WORK INSTRUCTIONS —
Return the data below in full and exactly, except that the pictures are dropped.

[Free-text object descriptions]
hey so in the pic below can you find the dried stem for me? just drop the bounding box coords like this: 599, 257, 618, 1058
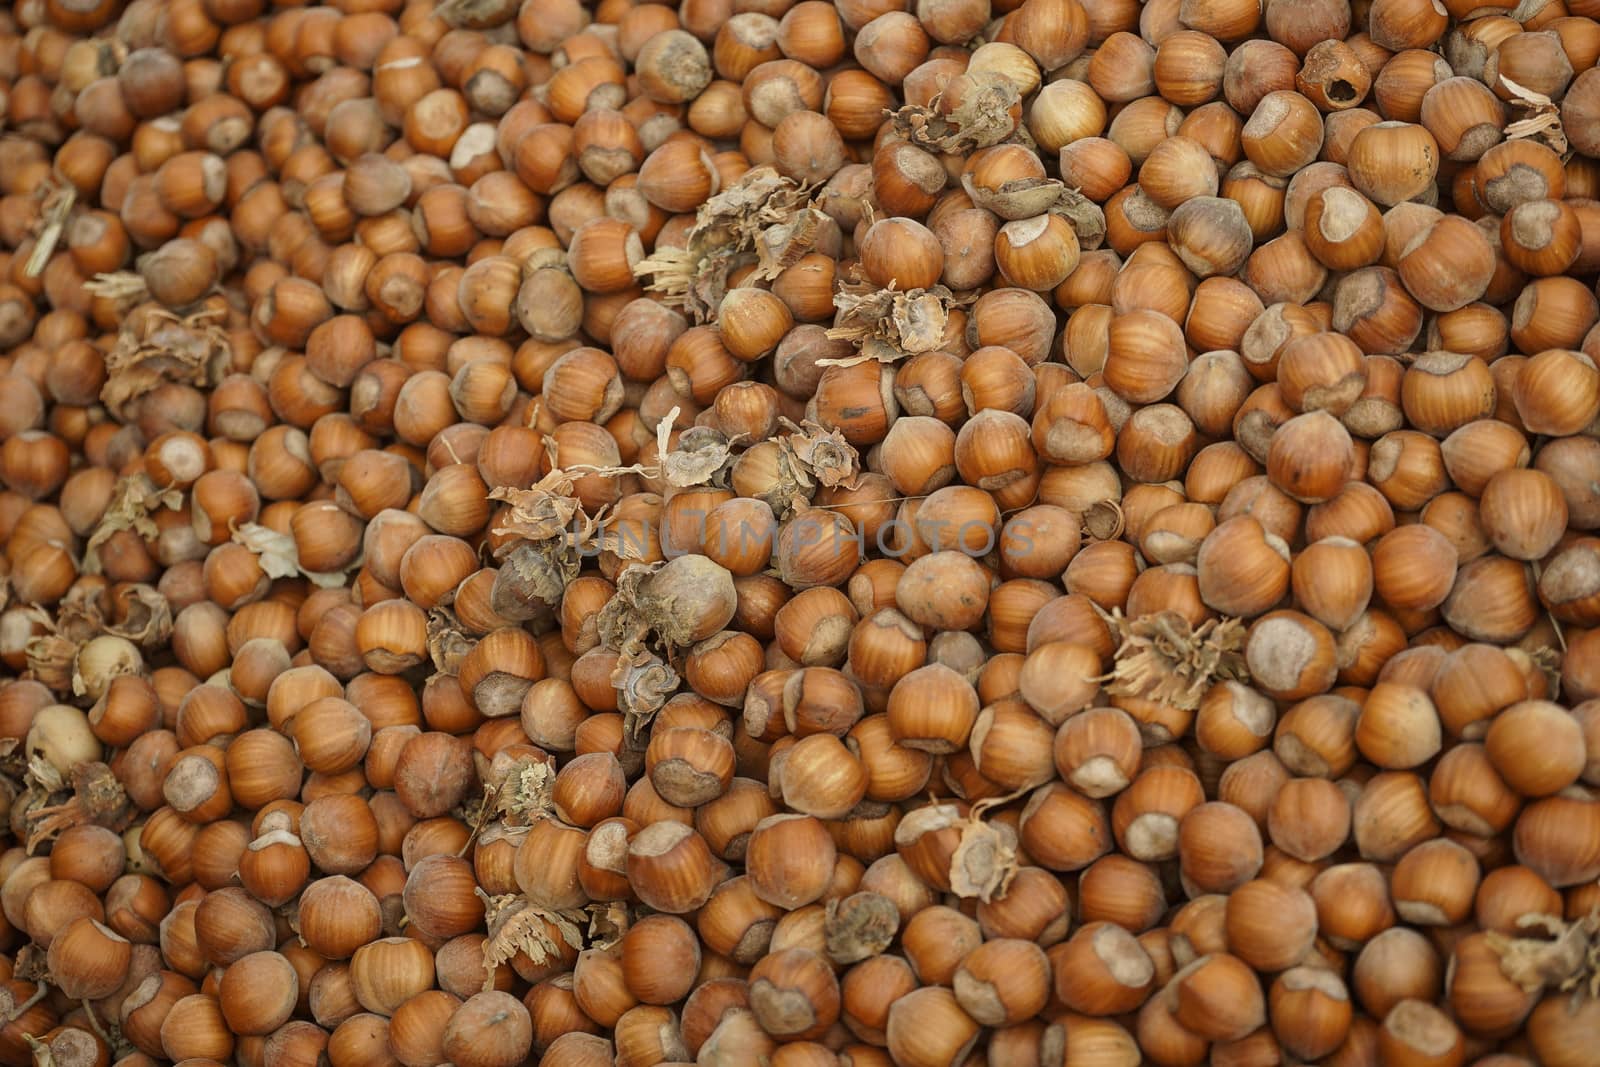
2, 983, 49, 1024
1530, 560, 1568, 653
456, 789, 498, 858
78, 998, 132, 1060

WRITTEN SOLUTION —
hey so in the pic below can you find the dried stem for me? just drop the bounding box coords like this: 599, 257, 618, 1058
2, 983, 49, 1024
1530, 560, 1568, 653
456, 789, 498, 858
78, 998, 132, 1060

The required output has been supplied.